DATA FOR THIS TASK:
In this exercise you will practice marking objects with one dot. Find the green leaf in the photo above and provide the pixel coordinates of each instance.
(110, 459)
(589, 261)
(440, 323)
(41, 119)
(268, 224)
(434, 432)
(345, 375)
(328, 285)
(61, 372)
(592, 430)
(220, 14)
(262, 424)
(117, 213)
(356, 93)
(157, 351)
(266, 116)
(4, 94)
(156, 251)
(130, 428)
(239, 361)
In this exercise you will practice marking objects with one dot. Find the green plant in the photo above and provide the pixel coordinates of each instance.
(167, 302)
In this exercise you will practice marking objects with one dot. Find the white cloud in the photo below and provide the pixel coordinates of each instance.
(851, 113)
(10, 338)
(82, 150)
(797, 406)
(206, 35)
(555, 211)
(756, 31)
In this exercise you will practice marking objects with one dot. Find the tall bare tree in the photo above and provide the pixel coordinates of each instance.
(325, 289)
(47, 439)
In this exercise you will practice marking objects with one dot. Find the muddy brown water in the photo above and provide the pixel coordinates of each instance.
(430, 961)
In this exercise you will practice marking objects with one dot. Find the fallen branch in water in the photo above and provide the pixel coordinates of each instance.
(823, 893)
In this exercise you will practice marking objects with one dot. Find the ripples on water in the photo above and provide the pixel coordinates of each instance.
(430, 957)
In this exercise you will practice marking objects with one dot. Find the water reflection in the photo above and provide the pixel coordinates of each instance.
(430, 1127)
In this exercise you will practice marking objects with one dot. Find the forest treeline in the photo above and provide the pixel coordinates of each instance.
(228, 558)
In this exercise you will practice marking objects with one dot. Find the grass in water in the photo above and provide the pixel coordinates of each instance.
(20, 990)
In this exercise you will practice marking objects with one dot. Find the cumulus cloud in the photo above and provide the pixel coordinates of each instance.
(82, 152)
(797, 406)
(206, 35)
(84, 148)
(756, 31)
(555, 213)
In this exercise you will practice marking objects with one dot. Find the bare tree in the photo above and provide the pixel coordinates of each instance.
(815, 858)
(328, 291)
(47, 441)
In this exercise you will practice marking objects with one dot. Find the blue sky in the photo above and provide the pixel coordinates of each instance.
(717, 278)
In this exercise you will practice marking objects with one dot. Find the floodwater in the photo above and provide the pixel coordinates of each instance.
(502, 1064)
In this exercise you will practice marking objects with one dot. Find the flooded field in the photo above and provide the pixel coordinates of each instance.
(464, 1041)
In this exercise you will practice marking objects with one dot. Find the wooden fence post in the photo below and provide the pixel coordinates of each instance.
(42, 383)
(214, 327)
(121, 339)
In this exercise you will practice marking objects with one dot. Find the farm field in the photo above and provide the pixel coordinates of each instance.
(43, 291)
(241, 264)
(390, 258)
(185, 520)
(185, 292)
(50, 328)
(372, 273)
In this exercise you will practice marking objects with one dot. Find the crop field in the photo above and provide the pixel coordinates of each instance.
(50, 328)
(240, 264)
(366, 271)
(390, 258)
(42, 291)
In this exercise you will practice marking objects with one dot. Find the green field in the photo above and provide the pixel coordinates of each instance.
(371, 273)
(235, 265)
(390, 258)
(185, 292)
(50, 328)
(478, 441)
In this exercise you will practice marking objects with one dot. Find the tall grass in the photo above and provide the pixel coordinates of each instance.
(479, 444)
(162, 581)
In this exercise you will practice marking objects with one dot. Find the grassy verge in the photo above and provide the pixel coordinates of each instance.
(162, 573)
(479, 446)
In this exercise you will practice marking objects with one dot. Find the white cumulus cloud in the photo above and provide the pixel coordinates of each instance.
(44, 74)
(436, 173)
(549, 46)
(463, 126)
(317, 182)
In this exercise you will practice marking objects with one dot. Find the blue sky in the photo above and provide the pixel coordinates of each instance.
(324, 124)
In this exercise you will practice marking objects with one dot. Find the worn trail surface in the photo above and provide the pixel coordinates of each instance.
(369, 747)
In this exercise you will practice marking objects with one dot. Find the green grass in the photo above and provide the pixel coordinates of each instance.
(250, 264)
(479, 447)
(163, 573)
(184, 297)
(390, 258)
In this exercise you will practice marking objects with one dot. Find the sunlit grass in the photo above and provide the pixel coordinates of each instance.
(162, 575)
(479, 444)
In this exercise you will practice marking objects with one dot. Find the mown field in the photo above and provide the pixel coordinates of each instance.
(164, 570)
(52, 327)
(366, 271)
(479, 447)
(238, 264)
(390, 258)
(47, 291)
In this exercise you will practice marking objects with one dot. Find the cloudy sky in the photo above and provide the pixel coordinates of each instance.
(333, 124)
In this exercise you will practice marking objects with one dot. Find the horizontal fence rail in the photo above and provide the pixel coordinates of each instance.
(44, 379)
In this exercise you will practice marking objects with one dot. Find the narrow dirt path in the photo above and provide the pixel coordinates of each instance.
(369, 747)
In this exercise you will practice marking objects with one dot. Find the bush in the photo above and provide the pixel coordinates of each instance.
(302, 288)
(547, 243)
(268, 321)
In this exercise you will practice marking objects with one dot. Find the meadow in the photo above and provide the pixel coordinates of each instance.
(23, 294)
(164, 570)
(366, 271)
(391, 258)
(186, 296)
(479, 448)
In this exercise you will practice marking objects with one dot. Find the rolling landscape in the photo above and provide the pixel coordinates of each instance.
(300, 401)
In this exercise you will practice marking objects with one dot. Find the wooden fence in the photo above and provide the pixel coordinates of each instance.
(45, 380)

SET EXERCISE: Rewrite each of the records above, substituting "image coordinates" for "pixel coordinates" wherever it occurs and changing nothing else.

SOLUTION:
In this exercise you will practice marking objects with one dot. Find the green leaf in the photo above and provide the image coordinates of each instance.
(110, 459)
(589, 261)
(440, 323)
(41, 119)
(268, 224)
(434, 432)
(345, 375)
(328, 285)
(61, 372)
(592, 430)
(220, 14)
(262, 424)
(117, 213)
(356, 93)
(157, 351)
(266, 116)
(4, 94)
(156, 251)
(130, 428)
(239, 361)
In this exercise you will practice marking objects with one dot. Find the green plant in the photo above and provide the image coordinates of each instance.
(167, 302)
In this exercise you will practice marking objects with one dot. Find the white cloud in the photo below and provide the image coordinates of each instance.
(851, 113)
(10, 338)
(82, 150)
(797, 406)
(206, 35)
(555, 211)
(756, 31)
In this exercise you will practice marking objects with one dot. Find the tall bare tree in the photo above and provide the image coordinates of each instance.
(325, 289)
(47, 439)
In this exercise you will practice marking objects with one dot. Find the muddy brown water in the photo above and provide the image coordinates of each instance.
(430, 961)
In this exercise you will practice marking objects with one dot. Find the fallen branch in water in the photo above and provide the image coordinates of each instance.
(823, 893)
In this exercise you will practice marking objects with one dot. Find the ripples on water in the photo above and provide the image coordinates of each instance.
(430, 957)
In this exercise you will practice marking objects with one dot. Find the water reflection in the photo above and provide the image coordinates of each instance.
(430, 1127)
In this exercise you will practice marking objects with one dot. Find the forest treeline in the photo above and provide the image coordinates of each instance.
(228, 558)
In this exercise you will practice marking objects with one dot. Find the grass in water in the photo above and provide the image coordinates of each instance.
(20, 990)
In this exercise you will practice marking objects with one dot. Find the cumulus cloud in the photo above and provide the image coordinates of each instance.
(82, 152)
(797, 406)
(206, 35)
(84, 148)
(756, 31)
(555, 213)
In this exercise you will practice marking objects with one dot. Find the bare tree in the photo above and provide the image coordinates of each instance.
(815, 858)
(328, 291)
(47, 441)
In this exercise you will practice marking objects with one dot. Find the blue sky in the photo above and provide the image coordinates of each instance.
(717, 278)
In this exercise you will practice marking objects with one dot. Find the floodwater in the photo above and provide the image coordinates of each instance.
(502, 1064)
In this exercise you will practice marking objects with one dot. Find the flooded field in the photo above and provide the image coordinates of each instance.
(464, 1041)
In this exercise you will practice marking objects with one dot. Find the wooden fence post in the photo below and provide the image coordinates of each instance.
(42, 383)
(214, 327)
(121, 339)
In this exercise you will practice marking objects with one dot. Find the farm field in the photo above and provide the image coordinates of each instance.
(43, 291)
(241, 264)
(390, 258)
(185, 520)
(185, 292)
(50, 328)
(372, 273)
In this exercise you will practice marking objects with one dot. Find the crop field in the photo above and provide the image coordinates of each instance.
(50, 328)
(240, 264)
(366, 271)
(390, 258)
(42, 291)
In this exercise you will practice marking objects with one dot. Find the green field in the photo above and provide the image coordinates of each instance.
(371, 273)
(235, 265)
(390, 258)
(185, 292)
(50, 328)
(478, 441)
In this exercise you will practice marking objects with one dot. Find the tall grass in the photo above and provide the image coordinates of each instance.
(479, 444)
(162, 581)
In this exercise you will practice marking objects with one dot. Find the grassy verge in the photo above and provide the image coordinates of each instance.
(162, 573)
(479, 446)
In this exercise you will practice marking objects with one dot. Find the white cumulus cloud in the photo above and provide the image coordinates of each instance.
(44, 74)
(436, 173)
(549, 46)
(463, 126)
(317, 182)
In this exercise you will practice marking objects with one dot. Find the blue sky in the photo above and provide the image coordinates of each instance.
(324, 124)
In this exercise you will practice marking objects with one dot. Find the worn trail surface in the photo above and provide the image coordinates of each instance.
(369, 747)
In this exercise you will practice marking objects with one dot. Find the green grass in the photo above and provide the image coordinates of each instance.
(250, 264)
(479, 447)
(163, 573)
(184, 297)
(390, 258)
In this exercise you will practice marking objects with one dot. Find the sunlit grass in the photo above and provide the image coordinates of each instance.
(162, 575)
(479, 444)
In this exercise you will practice marking objects with one dot. Find the mown field in the photo above and provide the image coordinates of each instance.
(164, 570)
(52, 327)
(366, 271)
(479, 447)
(238, 264)
(390, 258)
(47, 291)
In this exercise you will practice marking objects with one dot. Find the cloudy sky in the photo above and provide the image coordinates of each instance.
(333, 124)
In this exercise you will practice marking objects with one dot. Find the horizontal fence rail in the photo above and provide the image coordinates of each instance.
(44, 379)
In this exercise you will practice marking objects with one dot. Find the narrow dirt path in the photo above and provide the image coordinates of each instance.
(369, 747)
In this exercise you will practice marking objects with one dot. Find the bush in the photo above and provide the image coordinates of each instance.
(302, 288)
(547, 243)
(268, 321)
In this exercise you will practice marking objects with one dot. Find the meadow in the photo above and provide the image coordinates of each instance.
(23, 294)
(164, 570)
(366, 271)
(391, 258)
(186, 296)
(479, 448)
In this exercise you will practice marking objects with one dot. Find the rolling landscape in the photo above and provide the image coordinates of each instance.
(300, 401)
In this exercise you will practice marking objects with one dot. Find the wooden fence in the photo above and provide the image coordinates of each instance.
(45, 380)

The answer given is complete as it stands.